PROVIDED PASSAGE:
┄┄┄┄┄┄

Chapter 2 discuss about the challenges that re going to be address in his document.

Chapter 3 discus about the details of the systems which are going to be studies. Chapter 4 discuss the different aspects and finding on the basis of the chapter 2 challenges. Chapter 5 discuss about the concluding remarks and the future work.

2

Challenges

In this chapter, several basic topics that are the building block of the research questions will be discussed. The building blocks of this chapter are real time systems, QoS and Security. The first and the most important one is the QoS in terms of communication. The complete features and the detail of the traditional QoS will be addressed in this topic. The next is the security in the communication context. The traditional security aspects and the way it is implemented are discussed under this topic. By these discussions, we will formulate the concept of the Modern QoS in the real time scenario and in the non-real time applications.

2.1 Real Time Systems

First look at the real time process that delivers the result of the processing in a given span of time. In the real time systems, the deadline of time is important. A process in the real time system must meet the deadline. There are two sorts of deadlines; the soft deadline, which is not critical if the process sometimes, missed the deadline and the hard deadline in which the system fails if the deadline is missed and hence it is critical one. When we look into the characteristics of the real time system, there are three main points as given below; fast response that is predictable, schedulability which must be of high degree and stability of the system even the transient over load occurs. When we look into the details of these characteristics, we will find a number of other characteristics like fast context switching, non-blocking of the real time tasks, guaranteed response time, short interrupt delays etc.

2.2 Quality of Service

What is the Quality of Service (QoS)? There are numerous definitions exist with respect to the context. Some are related to the communication in general and some are related to the specific communication techniques. The CISCO [12] defines in terms of the general communication service with respect to the bandwidth, latency and jitter that are applied for the specified sort of data [13]. A number of other definitions of the QoS exist on the web [14,15] and all of them describe it as a quality provided with some sort of assured manner.

The traditional QoS in the communication networks is refers to a broad collection of technologies and techniques of networking. The goal of QoS is to guarantee on the ability of a network to provide the supposed results. There are many elements of the QoS but the main includes the following [16]:

• Availability in terms of up time

• Bandwidth in terms of throughput

• Latency in terms of delay

• Error rate

• Security

• Human factors in terms of user interfaces etc

The main focus of the traditional QoS is on performance. The best the performance is, the good is the QoS. When we study the single element of availability in terms of QoS we see that availability refers to the overall "uptime" of the system or specific features of the system. For example, a network may be "available" for use if its all components are running well or an application is available if its loaded into the memory and running stably. While related to availability, there is another concept called reliability. A perfectly reliable system will also enjoy the 100% availability. When failures do occur, availability can be affected. Serviceability affects availability as well, in which failures can be detected and repaired more quickly, meaning less downtime per incident on average.

┄┄┄┄┄┄

REQUIRED TASK A:
Can you repeat the stretch of the QoS passage from "What is the" through "of assured manner.", switching "jitter" to "packet loss"?

MATERIAL FOR THIS EXERCISE:

┄┄┄┄┄┄

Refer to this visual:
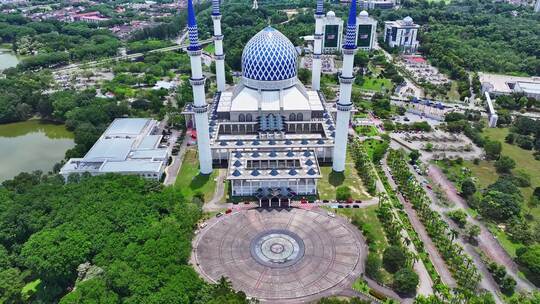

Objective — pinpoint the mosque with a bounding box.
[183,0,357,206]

┄┄┄┄┄┄

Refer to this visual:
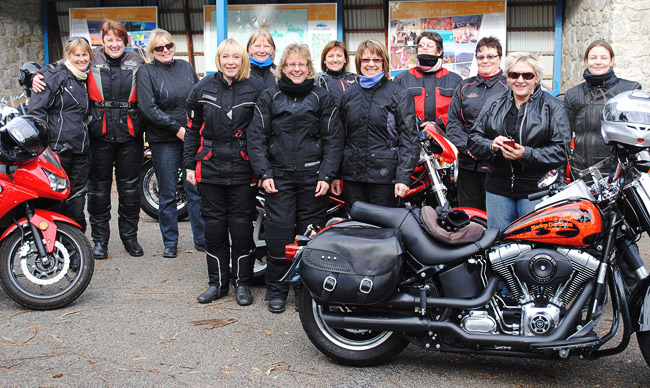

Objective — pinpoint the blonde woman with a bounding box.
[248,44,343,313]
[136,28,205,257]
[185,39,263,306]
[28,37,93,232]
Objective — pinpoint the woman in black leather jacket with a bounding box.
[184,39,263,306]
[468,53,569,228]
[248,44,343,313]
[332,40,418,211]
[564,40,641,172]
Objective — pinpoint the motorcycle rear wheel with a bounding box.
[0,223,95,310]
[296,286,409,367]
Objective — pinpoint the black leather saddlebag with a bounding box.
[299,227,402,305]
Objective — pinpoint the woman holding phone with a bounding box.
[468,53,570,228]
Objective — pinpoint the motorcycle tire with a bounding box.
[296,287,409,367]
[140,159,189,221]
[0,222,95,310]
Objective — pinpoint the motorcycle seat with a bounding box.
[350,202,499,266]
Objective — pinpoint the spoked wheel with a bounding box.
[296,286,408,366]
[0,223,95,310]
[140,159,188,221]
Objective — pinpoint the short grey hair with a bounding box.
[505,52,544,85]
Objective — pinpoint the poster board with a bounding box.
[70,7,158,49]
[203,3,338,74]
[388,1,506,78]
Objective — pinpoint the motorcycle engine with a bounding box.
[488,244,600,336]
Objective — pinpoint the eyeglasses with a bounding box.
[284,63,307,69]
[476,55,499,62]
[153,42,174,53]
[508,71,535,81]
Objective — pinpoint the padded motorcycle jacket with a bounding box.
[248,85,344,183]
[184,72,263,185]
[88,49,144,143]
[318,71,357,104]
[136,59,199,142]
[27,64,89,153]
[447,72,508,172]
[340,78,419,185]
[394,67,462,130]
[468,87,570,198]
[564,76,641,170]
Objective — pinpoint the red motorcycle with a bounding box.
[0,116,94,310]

┄┄┄┄┄┄

REQUIRED TASK B:
Could you render the stretch of entries from the line containing "Objective — pinpoint the spoked" through the line containing "[488,244,600,336]" as a numbered list, leaving out any blank lines?

CORRECT ANSWER A:
What is the Quality of Service (QoS)? There are numerous definitions exist with respect to the context. Some are related to the communication in general and some are related to the specific communication techniques. The CISCO [12] defines in terms of the general communication service with respect to the bandwidth, latency and packet loss that are applied for the specified sort of data [13]. A number of other definitions of the QoS exist on the web [14,15] and all of them describe it as a quality provided with some sort of assured manner.

CORRECT ANSWER B:
1. Objective — pinpoint the spoked wheel with a bounding box.
2. [296,286,408,366]
3. [0,223,95,310]
4. [140,159,188,221]
5. Objective — pinpoint the short grey hair with a bounding box.
6. [505,52,544,85]
7. Objective — pinpoint the poster board with a bounding box.
8. [70,7,158,49]
9. [203,3,338,74]
10. [388,1,506,78]
11. Objective — pinpoint the motorcycle engine with a bounding box.
12. [488,244,600,336]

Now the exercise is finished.